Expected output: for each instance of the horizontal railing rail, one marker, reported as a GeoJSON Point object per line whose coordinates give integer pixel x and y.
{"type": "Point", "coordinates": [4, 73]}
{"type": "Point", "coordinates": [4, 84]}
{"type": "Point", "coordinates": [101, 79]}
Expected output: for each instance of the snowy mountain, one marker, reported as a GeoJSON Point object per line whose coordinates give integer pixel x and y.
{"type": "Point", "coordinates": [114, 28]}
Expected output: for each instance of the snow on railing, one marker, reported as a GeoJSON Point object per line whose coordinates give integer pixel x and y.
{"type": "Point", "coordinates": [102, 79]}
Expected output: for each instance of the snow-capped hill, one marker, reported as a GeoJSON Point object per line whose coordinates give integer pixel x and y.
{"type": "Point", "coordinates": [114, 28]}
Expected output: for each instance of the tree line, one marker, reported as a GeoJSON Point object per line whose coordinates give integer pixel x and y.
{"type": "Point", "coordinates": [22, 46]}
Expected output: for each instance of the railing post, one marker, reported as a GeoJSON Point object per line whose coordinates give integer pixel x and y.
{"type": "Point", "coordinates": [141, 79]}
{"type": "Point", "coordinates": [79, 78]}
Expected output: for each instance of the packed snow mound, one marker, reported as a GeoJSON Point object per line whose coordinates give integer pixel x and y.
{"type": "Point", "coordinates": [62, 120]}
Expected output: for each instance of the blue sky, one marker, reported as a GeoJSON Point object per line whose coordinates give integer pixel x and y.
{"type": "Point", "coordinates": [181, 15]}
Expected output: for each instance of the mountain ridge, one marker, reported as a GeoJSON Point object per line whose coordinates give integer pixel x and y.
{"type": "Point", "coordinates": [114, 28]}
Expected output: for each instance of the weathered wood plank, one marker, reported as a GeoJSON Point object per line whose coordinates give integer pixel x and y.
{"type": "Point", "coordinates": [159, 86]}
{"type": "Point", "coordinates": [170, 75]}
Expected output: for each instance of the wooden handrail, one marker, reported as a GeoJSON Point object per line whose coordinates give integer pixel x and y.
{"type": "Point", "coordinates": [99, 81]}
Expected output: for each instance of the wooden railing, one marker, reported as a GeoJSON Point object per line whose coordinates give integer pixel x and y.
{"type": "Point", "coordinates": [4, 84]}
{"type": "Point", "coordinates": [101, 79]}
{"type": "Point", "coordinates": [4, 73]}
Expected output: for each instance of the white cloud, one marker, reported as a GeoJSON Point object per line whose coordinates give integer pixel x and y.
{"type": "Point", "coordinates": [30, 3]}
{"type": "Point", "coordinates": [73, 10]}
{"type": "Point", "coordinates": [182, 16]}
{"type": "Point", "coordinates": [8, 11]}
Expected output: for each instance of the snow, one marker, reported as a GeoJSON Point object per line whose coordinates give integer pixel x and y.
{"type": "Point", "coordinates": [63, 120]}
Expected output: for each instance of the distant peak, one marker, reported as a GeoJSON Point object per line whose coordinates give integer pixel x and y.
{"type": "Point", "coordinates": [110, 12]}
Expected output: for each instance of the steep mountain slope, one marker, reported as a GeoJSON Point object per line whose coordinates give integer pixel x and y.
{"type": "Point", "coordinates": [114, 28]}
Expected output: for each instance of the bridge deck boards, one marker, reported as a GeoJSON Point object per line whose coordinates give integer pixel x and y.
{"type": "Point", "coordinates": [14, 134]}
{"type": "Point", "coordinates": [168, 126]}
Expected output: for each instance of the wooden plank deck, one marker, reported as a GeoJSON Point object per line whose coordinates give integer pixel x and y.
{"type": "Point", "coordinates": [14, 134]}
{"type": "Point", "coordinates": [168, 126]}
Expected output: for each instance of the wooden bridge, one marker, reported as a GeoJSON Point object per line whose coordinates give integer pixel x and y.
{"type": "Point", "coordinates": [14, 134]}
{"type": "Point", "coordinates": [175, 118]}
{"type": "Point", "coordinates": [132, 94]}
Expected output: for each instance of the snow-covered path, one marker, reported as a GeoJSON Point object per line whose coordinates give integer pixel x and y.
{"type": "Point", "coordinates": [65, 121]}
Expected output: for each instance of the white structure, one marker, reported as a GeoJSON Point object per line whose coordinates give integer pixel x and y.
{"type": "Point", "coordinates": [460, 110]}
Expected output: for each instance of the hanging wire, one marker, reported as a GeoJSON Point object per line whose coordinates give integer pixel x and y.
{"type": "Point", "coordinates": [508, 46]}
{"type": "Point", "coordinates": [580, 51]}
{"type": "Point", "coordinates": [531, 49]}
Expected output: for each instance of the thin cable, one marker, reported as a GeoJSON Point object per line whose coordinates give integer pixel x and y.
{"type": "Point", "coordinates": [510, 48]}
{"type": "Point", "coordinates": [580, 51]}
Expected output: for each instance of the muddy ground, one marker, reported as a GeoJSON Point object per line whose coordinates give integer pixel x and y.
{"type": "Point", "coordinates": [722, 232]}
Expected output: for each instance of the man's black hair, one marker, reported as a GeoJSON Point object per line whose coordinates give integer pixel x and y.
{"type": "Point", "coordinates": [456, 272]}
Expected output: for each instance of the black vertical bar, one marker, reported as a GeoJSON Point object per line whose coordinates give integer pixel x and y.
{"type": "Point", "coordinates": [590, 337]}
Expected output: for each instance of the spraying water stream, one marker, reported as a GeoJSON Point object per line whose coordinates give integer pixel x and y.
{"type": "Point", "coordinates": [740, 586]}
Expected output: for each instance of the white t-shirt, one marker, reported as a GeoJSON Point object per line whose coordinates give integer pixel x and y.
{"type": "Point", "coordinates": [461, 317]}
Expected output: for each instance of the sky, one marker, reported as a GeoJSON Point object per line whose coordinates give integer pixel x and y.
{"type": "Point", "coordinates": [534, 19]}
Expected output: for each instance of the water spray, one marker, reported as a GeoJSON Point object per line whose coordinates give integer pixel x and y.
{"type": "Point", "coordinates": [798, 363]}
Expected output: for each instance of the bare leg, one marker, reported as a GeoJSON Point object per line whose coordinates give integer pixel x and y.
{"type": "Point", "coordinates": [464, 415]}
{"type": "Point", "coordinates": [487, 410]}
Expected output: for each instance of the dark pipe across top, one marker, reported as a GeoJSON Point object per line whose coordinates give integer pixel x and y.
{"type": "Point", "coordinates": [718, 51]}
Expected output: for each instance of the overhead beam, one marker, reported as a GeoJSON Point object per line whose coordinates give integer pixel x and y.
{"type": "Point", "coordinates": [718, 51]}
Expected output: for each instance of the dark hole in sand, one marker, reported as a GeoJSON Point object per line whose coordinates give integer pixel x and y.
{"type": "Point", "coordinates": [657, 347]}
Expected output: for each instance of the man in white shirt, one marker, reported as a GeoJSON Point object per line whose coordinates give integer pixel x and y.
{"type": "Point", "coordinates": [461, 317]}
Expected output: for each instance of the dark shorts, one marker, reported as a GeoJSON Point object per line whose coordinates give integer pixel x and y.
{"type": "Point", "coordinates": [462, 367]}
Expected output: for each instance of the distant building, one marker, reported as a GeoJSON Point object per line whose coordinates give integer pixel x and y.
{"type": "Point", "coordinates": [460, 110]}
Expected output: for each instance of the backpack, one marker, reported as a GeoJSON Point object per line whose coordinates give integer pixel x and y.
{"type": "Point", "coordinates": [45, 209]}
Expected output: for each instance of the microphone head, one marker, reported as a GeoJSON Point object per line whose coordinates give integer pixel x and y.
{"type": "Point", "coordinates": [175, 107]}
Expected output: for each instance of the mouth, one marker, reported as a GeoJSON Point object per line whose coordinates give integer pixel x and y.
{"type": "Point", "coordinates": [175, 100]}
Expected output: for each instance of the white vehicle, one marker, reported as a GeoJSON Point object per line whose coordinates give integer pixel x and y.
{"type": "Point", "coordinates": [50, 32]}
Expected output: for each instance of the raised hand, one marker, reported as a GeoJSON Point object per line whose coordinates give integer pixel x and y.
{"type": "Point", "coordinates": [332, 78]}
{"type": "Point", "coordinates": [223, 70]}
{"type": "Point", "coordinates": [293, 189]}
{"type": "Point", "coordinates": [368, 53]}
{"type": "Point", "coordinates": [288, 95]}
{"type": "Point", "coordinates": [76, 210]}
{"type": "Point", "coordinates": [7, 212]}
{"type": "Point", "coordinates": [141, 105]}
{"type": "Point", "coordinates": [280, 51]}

ASSIGNED TASK: Transcribe exactly the lines from the one containing "Expected output: for each instance of the raised" through the end of the records, both included, and nothing else.

OUTPUT FOR THIS EXERCISE:
Expected output: for each instance of the raised hand, one marker, reported as a GeoJSON Point object per line whose coordinates give integer pixel x and y.
{"type": "Point", "coordinates": [332, 78]}
{"type": "Point", "coordinates": [223, 70]}
{"type": "Point", "coordinates": [293, 189]}
{"type": "Point", "coordinates": [368, 53]}
{"type": "Point", "coordinates": [288, 95]}
{"type": "Point", "coordinates": [76, 210]}
{"type": "Point", "coordinates": [7, 212]}
{"type": "Point", "coordinates": [141, 105]}
{"type": "Point", "coordinates": [280, 51]}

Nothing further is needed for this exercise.